====== Source ======
Fink Science Portal 1.3


Check out the details of the version 1.3 of the Science Portal. This is the last release for the version 1, and the next release will be a major one!

SIMBAD taxonomy change

The SIMBAD astronomical database provides basic data, cross-identifications, bibliography and measurements for astronomical objects outside the solar system. Using the xmatch service at CDS, we crossmatch in real-time all incoming Fink alerts with the SIMBAD database, and add a new field to alerts cdsxmatch with the resulting object label (if found).

Since June 2022, the historical list of object types is replaced by this reorganized list, based on physical properties, and on the evolutionary stage for stars. Here is a list of evolved labels.

In Fink, we decided to not apply this replacement backward in time. This means, alerts emitted before the change have their cdsxmatch field with the historical taxonomy, while new alerts use the new taxonomy. On the practical side, this means any query based on SIMBAD labels should be made accordingly, e.g. if you are looking for young stellar object candidates, you would look for Candidate_YSO before 2022/06, and YSO_Candidate after.

NOTE: it appears that only some labels have evolved. For example, new RR Lyrae alerts still come with the old RRLyr label. So expect the transition to be spread in time.

Dealing with the Unknowns

|               class|   count|fraction (%)|
|             Unknown|20853082|       50.94|
|    Solar System MPC| 5438284|       13.28|
|                  V*| 2762177|        6.75|
|       Candidate_EB*| 2435437|        5.95|
|               RRLyr| 2339206|        5.71|
|                 EB*| 1352870|         3.3|
|       Candidate_LP*|  972726|        2.38|
|                 QSO|  944249|        2.31|
|                Star|  718921|        1.76|
|                Mira|  608670|        1.49|
|     Candidate_RRLyr|  366322|        0.89|
|                LPV*|  296872|        0.73|
|              PulsV*|  209117|        0.51|
|           Seyfert_1|  205695|         0.5|
|        SN candidate|  174625|        0.43|
|Solar System cand...|  154454|        0.38|
|                  C*|   99543|        0.24|
|       Candidate_YSO|   90991|        0.22|
|                 YSO|   68448|        0.17|
|               BLLac|   61754|        0.15|
only showing top 20 rows

Caption: The table corresponds to the top 20 most represented alert classes among 40,939,007 processed ZTF alerts by Fink in 2021 (12,214,151 unique objects).
======
** Directive A **
Repeat verbatim the passage of the Fink release notes from "SIMBAD taxonomy change" up to and including "of evolved labels.".
====== Excerpted data ======
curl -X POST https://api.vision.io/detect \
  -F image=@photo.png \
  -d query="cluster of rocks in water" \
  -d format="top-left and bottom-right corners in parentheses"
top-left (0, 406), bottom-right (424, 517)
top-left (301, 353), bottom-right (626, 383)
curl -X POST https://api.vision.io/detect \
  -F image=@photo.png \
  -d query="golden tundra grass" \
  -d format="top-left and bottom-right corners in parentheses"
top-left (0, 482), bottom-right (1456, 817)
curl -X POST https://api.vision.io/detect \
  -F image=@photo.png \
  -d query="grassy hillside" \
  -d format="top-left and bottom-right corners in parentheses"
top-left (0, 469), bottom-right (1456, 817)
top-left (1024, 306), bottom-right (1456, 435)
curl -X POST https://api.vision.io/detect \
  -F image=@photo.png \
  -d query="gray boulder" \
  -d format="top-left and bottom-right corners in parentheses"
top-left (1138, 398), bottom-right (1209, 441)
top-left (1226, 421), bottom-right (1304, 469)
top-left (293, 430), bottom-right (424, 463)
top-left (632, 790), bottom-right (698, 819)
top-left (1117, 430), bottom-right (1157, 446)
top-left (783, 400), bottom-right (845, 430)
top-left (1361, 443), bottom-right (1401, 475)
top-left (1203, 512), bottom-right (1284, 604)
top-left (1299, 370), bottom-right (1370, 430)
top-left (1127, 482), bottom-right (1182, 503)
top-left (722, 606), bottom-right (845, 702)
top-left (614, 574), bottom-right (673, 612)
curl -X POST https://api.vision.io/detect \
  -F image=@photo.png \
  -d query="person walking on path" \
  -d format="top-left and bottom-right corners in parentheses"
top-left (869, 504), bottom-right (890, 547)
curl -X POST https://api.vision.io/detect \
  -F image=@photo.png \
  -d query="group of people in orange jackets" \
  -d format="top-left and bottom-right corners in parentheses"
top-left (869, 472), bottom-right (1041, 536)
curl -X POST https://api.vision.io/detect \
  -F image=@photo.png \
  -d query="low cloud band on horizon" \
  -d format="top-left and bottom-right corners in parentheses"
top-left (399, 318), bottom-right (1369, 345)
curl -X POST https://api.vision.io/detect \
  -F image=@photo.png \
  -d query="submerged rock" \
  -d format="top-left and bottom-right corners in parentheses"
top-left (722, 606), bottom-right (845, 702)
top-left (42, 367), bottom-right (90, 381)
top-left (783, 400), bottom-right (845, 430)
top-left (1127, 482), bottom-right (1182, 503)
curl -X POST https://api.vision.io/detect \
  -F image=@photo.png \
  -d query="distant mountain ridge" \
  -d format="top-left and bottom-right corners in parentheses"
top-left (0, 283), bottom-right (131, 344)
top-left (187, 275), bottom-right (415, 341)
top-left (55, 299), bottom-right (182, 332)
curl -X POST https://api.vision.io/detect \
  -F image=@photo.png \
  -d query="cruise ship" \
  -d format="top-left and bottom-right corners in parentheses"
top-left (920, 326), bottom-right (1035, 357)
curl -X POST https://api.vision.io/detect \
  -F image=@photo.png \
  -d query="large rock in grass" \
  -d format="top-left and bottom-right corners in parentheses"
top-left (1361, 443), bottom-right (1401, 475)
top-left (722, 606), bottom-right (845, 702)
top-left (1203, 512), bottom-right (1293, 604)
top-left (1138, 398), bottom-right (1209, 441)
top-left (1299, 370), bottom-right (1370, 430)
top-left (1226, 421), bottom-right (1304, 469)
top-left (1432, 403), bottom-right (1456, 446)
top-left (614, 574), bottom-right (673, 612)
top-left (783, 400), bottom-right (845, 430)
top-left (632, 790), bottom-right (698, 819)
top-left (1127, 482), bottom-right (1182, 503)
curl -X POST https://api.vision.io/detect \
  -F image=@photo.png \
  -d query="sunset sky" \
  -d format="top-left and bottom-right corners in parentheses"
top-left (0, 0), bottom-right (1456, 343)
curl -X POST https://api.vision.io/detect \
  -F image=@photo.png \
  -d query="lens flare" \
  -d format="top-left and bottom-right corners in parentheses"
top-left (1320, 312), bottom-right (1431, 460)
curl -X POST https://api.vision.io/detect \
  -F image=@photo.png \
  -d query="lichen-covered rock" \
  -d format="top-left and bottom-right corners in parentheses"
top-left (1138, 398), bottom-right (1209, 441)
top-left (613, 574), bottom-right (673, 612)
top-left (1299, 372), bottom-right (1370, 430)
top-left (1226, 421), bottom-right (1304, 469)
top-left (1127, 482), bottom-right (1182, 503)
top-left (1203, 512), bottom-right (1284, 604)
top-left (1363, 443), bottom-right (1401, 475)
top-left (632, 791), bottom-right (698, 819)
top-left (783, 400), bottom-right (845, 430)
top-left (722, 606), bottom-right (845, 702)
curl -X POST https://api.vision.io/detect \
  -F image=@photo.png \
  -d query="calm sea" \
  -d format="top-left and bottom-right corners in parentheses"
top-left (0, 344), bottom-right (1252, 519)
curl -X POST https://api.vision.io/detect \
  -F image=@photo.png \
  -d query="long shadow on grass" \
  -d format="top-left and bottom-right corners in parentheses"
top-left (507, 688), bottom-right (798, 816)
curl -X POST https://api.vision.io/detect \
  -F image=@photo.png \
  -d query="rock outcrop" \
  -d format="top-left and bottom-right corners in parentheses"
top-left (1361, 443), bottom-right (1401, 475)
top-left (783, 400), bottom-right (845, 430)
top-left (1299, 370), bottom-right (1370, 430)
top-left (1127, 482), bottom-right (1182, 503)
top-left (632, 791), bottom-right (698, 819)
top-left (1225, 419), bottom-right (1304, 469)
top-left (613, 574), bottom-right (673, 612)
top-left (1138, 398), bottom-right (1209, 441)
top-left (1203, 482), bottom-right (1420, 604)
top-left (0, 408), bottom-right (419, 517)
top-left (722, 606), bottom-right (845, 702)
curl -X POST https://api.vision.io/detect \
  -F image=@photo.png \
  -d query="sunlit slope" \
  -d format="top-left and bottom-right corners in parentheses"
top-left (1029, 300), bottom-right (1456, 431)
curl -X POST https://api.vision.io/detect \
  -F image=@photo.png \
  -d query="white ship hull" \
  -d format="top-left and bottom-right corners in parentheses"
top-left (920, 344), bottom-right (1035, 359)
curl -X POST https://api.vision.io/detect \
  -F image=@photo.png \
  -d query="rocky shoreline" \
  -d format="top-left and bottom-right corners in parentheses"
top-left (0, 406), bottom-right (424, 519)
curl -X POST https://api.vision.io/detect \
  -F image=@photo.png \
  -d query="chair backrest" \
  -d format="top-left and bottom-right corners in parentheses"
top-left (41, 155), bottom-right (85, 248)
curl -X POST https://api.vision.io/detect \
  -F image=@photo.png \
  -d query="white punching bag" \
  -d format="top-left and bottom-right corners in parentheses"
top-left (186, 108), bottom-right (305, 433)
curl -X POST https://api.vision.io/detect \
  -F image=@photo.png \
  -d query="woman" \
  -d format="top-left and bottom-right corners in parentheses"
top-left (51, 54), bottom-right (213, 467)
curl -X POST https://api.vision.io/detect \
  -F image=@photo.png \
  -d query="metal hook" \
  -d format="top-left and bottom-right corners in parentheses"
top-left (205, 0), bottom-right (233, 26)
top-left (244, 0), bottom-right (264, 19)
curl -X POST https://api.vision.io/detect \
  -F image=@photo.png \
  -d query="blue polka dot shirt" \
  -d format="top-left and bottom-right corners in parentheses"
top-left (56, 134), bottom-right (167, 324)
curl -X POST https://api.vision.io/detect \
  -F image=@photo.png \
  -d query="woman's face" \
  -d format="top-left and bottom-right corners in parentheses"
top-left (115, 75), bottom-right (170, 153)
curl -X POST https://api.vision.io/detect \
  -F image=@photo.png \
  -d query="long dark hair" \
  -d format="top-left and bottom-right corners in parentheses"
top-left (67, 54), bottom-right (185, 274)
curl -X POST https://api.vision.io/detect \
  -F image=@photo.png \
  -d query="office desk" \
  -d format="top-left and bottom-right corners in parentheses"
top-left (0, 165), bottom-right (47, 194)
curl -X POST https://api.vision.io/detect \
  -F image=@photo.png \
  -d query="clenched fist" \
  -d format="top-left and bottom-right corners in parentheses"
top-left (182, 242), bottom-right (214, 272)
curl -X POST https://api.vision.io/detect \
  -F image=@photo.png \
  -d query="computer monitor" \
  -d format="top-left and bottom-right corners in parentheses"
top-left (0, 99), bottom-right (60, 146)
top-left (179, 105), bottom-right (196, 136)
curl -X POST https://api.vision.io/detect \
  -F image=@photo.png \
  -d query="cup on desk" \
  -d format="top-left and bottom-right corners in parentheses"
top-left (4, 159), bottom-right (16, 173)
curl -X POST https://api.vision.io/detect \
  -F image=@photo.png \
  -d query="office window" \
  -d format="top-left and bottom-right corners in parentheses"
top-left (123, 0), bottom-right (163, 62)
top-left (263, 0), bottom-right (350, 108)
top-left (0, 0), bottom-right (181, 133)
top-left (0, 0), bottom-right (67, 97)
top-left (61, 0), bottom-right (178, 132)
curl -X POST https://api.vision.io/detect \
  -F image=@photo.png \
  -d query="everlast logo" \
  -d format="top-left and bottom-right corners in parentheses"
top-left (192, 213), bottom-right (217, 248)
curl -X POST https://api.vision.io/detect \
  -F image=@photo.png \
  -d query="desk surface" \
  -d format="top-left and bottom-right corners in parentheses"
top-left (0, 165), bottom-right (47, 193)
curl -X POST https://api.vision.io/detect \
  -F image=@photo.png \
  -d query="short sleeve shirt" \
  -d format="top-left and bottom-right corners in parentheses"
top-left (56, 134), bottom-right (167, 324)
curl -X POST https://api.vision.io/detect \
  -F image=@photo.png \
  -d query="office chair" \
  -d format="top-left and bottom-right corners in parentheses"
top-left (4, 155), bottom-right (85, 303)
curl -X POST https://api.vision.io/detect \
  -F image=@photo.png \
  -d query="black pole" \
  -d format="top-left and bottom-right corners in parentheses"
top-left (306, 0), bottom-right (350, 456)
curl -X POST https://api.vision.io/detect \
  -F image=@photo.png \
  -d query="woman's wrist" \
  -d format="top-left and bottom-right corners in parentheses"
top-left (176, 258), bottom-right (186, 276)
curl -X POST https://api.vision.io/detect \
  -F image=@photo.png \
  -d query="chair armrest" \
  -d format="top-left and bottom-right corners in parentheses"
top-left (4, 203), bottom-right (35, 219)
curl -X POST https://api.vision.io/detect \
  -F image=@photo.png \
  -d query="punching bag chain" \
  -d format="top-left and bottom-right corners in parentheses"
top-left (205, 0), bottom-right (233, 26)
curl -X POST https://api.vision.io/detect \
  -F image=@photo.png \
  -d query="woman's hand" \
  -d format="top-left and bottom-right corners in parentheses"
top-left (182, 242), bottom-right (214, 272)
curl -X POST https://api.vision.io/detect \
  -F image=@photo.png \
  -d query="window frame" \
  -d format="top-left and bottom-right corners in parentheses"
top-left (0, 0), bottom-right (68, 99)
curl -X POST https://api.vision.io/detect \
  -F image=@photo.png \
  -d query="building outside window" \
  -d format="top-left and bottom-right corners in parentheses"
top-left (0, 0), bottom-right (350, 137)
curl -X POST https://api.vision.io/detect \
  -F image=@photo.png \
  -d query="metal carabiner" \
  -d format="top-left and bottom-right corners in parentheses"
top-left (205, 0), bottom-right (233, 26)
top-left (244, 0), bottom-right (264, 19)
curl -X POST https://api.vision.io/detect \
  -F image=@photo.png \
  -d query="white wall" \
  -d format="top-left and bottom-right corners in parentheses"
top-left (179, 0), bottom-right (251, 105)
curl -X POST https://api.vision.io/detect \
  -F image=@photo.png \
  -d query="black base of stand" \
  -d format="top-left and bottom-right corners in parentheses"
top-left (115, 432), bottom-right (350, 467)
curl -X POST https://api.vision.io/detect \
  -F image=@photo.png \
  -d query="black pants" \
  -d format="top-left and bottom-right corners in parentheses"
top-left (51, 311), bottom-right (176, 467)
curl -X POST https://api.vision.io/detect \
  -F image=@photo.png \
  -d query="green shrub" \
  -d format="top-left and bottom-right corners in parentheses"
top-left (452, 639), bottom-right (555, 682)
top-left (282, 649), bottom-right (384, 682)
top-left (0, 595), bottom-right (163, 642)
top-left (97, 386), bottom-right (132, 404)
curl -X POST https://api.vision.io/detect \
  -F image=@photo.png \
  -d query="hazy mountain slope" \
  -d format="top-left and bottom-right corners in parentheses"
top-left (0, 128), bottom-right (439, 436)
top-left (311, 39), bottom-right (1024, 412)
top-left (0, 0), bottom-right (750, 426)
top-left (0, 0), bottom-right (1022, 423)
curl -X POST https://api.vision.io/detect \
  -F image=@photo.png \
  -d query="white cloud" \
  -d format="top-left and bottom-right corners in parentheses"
======
** Directive B **
Reproduce the rows exactly as they appear, from the first line of the rows up to and including the line with "top-left (869, 472), bottom-right (1041, 536)".

** Worked solution A **
SIMBAD taxonomy change

The SIMBAD astronomical database provides basic data, cross-identifications, bibliography and measurements for astronomical objects outside the solar system. Using the xmatch service at CDS, we crossmatch in real-time all incoming Fink alerts with the SIMBAD database, and add a new field to alerts cdsxmatch with the resulting object label (if found).

Since June 2022, the historical list of object types is replaced by this reorganized list, based on physical properties, and on the evolutionary stage for stars. Here is a list of evolved labels.

** Worked solution B **
curl -X POST https://api.vision.io/detect \
  -F image=@photo.png \
  -d query="cluster of rocks in water" \
  -d format="top-left and bottom-right corners in parentheses"
top-left (0, 406), bottom-right (424, 517)
top-left (301, 353), bottom-right (626, 383)
curl -X POST https://api.vision.io/detect \
  -F image=@photo.png \
  -d query="golden tundra grass" \
  -d format="top-left and bottom-right corners in parentheses"
top-left (0, 482), bottom-right (1456, 817)
curl -X POST https://api.vision.io/detect \
  -F image=@photo.png \
  -d query="grassy hillside" \
  -d format="top-left and bottom-right corners in parentheses"
top-left (0, 469), bottom-right (1456, 817)
top-left (1024, 306), bottom-right (1456, 435)
curl -X POST https://api.vision.io/detect \
  -F image=@photo.png \
  -d query="gray boulder" \
  -d format="top-left and bottom-right corners in parentheses"
top-left (1138, 398), bottom-right (1209, 441)
top-left (1226, 421), bottom-right (1304, 469)
top-left (293, 430), bottom-right (424, 463)
top-left (632, 790), bottom-right (698, 819)
top-left (1117, 430), bottom-right (1157, 446)
top-left (783, 400), bottom-right (845, 430)
top-left (1361, 443), bottom-right (1401, 475)
top-left (1203, 512), bottom-right (1284, 604)
top-left (1299, 370), bottom-right (1370, 430)
top-left (1127, 482), bottom-right (1182, 503)
top-left (722, 606), bottom-right (845, 702)
top-left (614, 574), bottom-right (673, 612)
curl -X POST https://api.vision.io/detect \
  -F image=@photo.png \
  -d query="person walking on path" \
  -d format="top-left and bottom-right corners in parentheses"
top-left (869, 504), bottom-right (890, 547)
curl -X POST https://api.vision.io/detect \
  -F image=@photo.png \
  -d query="group of people in orange jackets" \
  -d format="top-left and bottom-right corners in parentheses"
top-left (869, 472), bottom-right (1041, 536)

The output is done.